Pull out every line of the data that contains the word "niche", matching case exactly.

• • • • • • •

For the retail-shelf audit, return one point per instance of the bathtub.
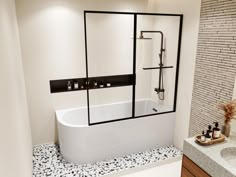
(80, 143)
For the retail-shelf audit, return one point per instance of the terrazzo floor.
(47, 161)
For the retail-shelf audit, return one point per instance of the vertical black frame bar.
(86, 63)
(134, 65)
(178, 61)
(134, 62)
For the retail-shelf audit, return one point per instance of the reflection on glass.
(110, 44)
(110, 104)
(156, 60)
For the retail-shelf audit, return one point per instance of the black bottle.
(208, 137)
(209, 131)
(216, 130)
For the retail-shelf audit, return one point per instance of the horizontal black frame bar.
(130, 13)
(163, 67)
(129, 118)
(91, 83)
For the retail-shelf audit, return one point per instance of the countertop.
(209, 158)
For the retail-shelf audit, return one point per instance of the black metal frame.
(135, 14)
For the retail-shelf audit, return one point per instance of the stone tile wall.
(215, 64)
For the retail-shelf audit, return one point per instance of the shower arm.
(159, 89)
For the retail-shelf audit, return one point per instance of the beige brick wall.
(215, 64)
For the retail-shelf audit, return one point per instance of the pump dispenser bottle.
(216, 130)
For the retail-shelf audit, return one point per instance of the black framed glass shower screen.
(113, 48)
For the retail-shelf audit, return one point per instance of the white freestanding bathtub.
(80, 143)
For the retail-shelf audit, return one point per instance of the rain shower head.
(142, 37)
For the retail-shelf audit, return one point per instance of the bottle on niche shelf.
(209, 131)
(216, 130)
(76, 85)
(208, 137)
(69, 86)
(203, 137)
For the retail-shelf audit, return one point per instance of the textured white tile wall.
(215, 64)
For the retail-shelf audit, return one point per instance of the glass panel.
(110, 53)
(110, 104)
(155, 87)
(110, 44)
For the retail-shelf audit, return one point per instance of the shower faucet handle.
(158, 90)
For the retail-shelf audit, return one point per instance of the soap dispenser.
(69, 85)
(208, 137)
(209, 131)
(203, 137)
(216, 130)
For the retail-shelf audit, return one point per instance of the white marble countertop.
(209, 157)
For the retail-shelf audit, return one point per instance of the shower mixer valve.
(158, 90)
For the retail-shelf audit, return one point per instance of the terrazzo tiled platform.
(47, 161)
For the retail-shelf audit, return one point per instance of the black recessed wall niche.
(120, 80)
(80, 84)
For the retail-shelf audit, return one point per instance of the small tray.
(213, 141)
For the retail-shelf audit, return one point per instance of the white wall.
(191, 11)
(52, 40)
(15, 136)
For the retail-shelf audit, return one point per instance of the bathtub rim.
(60, 113)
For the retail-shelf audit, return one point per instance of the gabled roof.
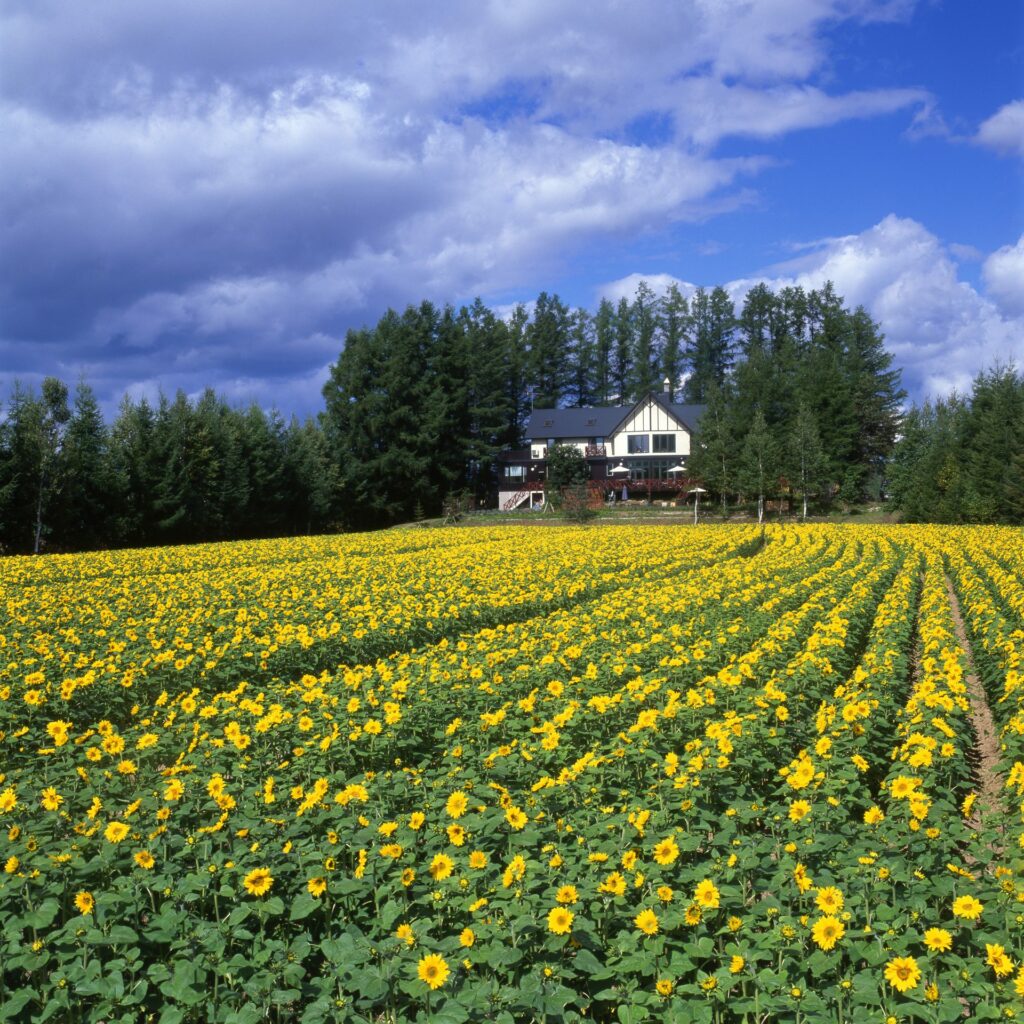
(603, 421)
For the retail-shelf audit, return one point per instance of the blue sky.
(199, 194)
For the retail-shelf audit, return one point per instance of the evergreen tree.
(758, 468)
(805, 458)
(488, 352)
(47, 427)
(22, 480)
(994, 437)
(643, 315)
(82, 519)
(515, 370)
(714, 457)
(135, 471)
(604, 344)
(583, 388)
(549, 344)
(675, 322)
(622, 353)
(710, 352)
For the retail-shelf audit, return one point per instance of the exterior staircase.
(516, 501)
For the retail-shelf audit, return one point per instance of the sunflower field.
(609, 773)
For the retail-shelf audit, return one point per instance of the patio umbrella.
(696, 492)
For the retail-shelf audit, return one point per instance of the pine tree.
(548, 341)
(710, 352)
(82, 519)
(994, 436)
(675, 324)
(604, 343)
(714, 456)
(622, 353)
(583, 389)
(643, 313)
(758, 467)
(805, 458)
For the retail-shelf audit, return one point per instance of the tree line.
(800, 391)
(802, 399)
(962, 459)
(171, 472)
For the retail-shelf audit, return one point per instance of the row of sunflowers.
(563, 773)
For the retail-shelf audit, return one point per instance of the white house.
(644, 445)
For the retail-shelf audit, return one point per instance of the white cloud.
(626, 288)
(1004, 274)
(1004, 131)
(941, 331)
(710, 110)
(218, 183)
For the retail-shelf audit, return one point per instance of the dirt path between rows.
(988, 809)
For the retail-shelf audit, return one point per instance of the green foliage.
(566, 468)
(962, 460)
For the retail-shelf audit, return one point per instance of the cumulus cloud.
(1004, 131)
(710, 110)
(1004, 274)
(193, 188)
(941, 331)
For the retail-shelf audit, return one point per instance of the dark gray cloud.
(200, 193)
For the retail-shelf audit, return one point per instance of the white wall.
(649, 419)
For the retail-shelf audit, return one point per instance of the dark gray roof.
(601, 421)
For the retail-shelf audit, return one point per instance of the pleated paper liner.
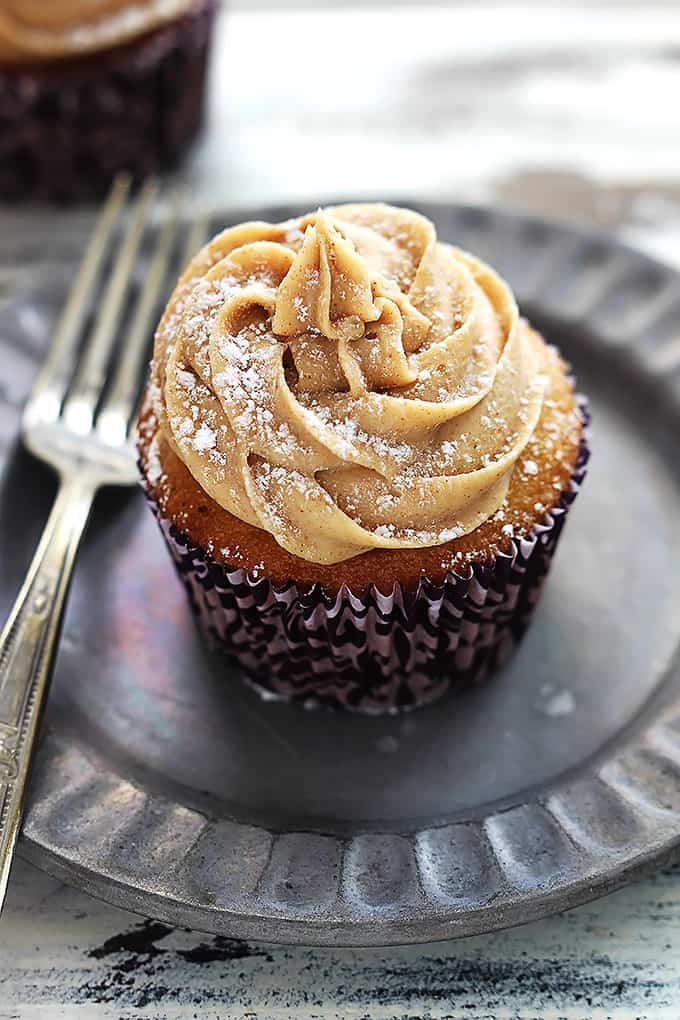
(67, 128)
(372, 653)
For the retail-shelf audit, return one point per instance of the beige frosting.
(33, 31)
(346, 381)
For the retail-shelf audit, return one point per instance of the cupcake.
(92, 87)
(359, 454)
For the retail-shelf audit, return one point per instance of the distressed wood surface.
(619, 958)
(572, 118)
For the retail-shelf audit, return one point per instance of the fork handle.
(28, 649)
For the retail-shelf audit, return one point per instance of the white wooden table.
(570, 113)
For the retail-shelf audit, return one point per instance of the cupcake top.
(346, 381)
(36, 31)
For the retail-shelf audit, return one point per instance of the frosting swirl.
(33, 31)
(347, 381)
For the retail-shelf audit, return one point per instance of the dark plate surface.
(164, 785)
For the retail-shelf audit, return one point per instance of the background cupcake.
(359, 454)
(92, 87)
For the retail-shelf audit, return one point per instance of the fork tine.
(91, 375)
(196, 238)
(52, 380)
(114, 419)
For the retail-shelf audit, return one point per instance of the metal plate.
(163, 785)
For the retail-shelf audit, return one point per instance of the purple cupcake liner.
(66, 129)
(372, 653)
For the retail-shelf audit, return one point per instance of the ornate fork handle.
(28, 646)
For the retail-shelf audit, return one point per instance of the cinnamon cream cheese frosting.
(346, 381)
(35, 31)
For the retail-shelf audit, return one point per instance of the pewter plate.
(164, 785)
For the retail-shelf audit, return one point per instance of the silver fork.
(82, 427)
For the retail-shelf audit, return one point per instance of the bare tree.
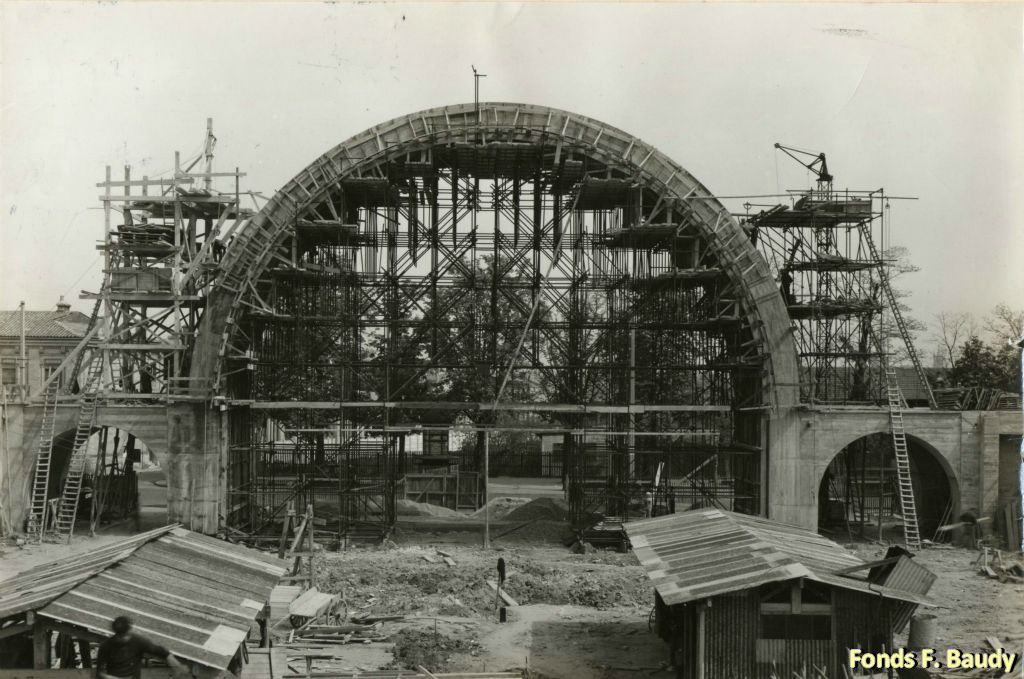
(951, 331)
(1005, 324)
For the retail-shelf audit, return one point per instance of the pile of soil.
(501, 507)
(410, 508)
(431, 650)
(581, 586)
(541, 509)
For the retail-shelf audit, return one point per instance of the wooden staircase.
(911, 533)
(76, 465)
(904, 333)
(44, 456)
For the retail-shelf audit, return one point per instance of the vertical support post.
(40, 643)
(701, 655)
(486, 494)
(633, 400)
(84, 653)
(310, 531)
(23, 359)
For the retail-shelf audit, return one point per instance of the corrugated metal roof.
(33, 589)
(44, 324)
(196, 595)
(704, 553)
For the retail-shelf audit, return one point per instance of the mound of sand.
(500, 507)
(541, 509)
(410, 508)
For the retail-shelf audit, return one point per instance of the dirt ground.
(579, 616)
(582, 614)
(972, 606)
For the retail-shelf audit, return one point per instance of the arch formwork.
(386, 288)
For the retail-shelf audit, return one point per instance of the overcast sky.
(924, 100)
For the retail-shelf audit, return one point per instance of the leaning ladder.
(44, 457)
(76, 466)
(865, 232)
(911, 534)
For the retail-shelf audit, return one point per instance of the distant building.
(33, 344)
(742, 596)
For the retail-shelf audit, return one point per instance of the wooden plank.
(147, 581)
(100, 621)
(509, 601)
(169, 560)
(147, 673)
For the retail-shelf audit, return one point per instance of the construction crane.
(818, 165)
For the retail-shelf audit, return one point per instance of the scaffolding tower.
(395, 304)
(819, 250)
(163, 239)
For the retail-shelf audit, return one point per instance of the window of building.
(49, 367)
(8, 372)
(796, 627)
(798, 609)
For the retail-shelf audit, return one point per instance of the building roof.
(56, 324)
(196, 595)
(707, 552)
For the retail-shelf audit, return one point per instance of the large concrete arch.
(927, 463)
(252, 250)
(250, 253)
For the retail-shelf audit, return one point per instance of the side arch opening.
(858, 495)
(123, 480)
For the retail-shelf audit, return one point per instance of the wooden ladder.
(911, 533)
(76, 466)
(865, 231)
(44, 456)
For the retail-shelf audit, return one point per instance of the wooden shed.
(742, 596)
(198, 596)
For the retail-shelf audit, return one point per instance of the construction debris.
(992, 564)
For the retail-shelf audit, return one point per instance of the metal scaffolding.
(163, 239)
(819, 251)
(395, 306)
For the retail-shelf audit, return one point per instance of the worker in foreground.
(121, 655)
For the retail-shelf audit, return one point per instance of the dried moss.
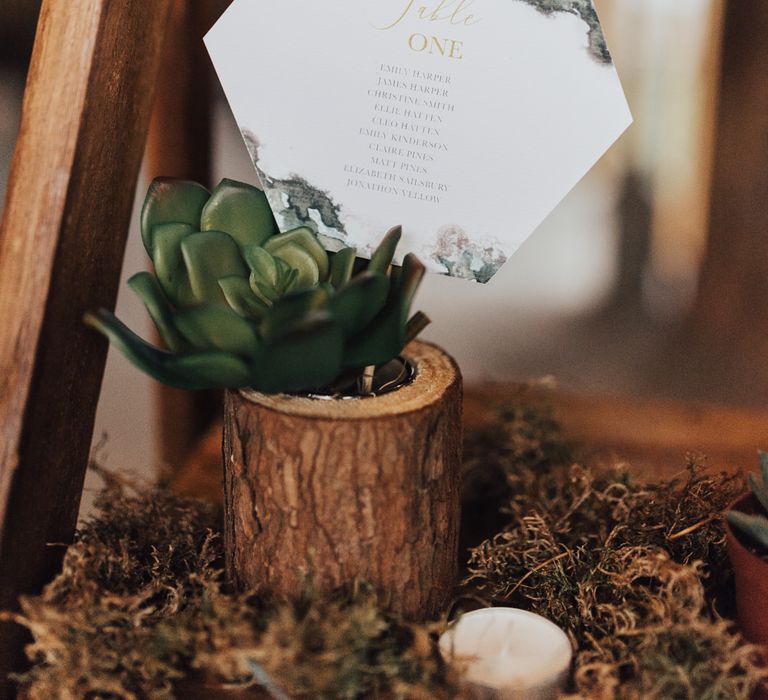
(140, 605)
(634, 572)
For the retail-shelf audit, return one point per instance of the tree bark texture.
(319, 494)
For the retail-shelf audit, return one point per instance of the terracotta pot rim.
(435, 372)
(734, 539)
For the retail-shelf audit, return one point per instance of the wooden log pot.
(321, 493)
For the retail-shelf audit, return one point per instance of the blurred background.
(647, 283)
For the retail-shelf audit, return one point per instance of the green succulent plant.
(239, 304)
(755, 526)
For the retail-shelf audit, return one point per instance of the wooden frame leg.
(70, 195)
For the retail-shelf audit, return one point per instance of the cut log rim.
(435, 371)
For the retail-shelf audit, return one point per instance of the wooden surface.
(330, 492)
(69, 200)
(180, 145)
(651, 436)
(726, 339)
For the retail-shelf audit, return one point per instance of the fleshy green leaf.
(148, 290)
(306, 355)
(156, 363)
(241, 298)
(302, 262)
(357, 304)
(240, 210)
(383, 255)
(385, 336)
(764, 466)
(263, 264)
(171, 201)
(170, 270)
(305, 239)
(342, 264)
(290, 310)
(214, 370)
(760, 489)
(217, 328)
(209, 257)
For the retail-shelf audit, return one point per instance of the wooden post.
(70, 195)
(321, 493)
(726, 338)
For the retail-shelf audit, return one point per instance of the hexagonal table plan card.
(465, 121)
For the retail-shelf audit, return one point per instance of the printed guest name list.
(403, 138)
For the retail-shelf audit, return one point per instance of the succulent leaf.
(209, 257)
(241, 299)
(167, 258)
(171, 201)
(305, 239)
(385, 337)
(357, 304)
(149, 359)
(240, 210)
(290, 310)
(383, 255)
(298, 259)
(263, 264)
(754, 526)
(213, 370)
(760, 489)
(218, 328)
(305, 356)
(148, 290)
(342, 265)
(239, 304)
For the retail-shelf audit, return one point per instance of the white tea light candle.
(510, 654)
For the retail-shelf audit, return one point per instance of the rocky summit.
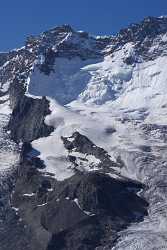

• • • • • • •

- Solution for this task -
For the retail-shelf audit, return one point per instance of the bottle on niche shelf.
For the retail-shelf audit, return one point per instance of the black recessed wall niche.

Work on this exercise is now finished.